- Exercise description:
Please copy every line of the data below word for word, leaving out the pictures.

- Material provided:
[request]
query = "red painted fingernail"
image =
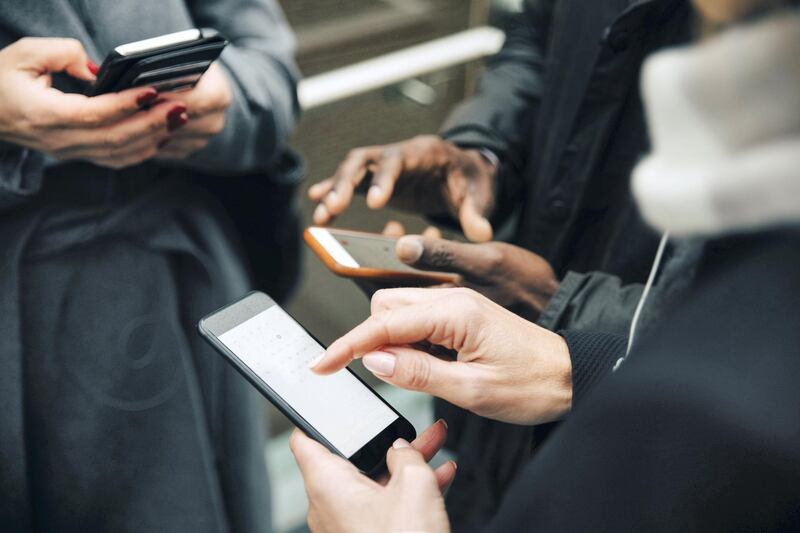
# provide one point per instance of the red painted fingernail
(176, 118)
(145, 99)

- Result of this exercise:
[request]
query = "red painted fingernail"
image =
# provide one point per instance of the red painted fingernail
(176, 118)
(145, 99)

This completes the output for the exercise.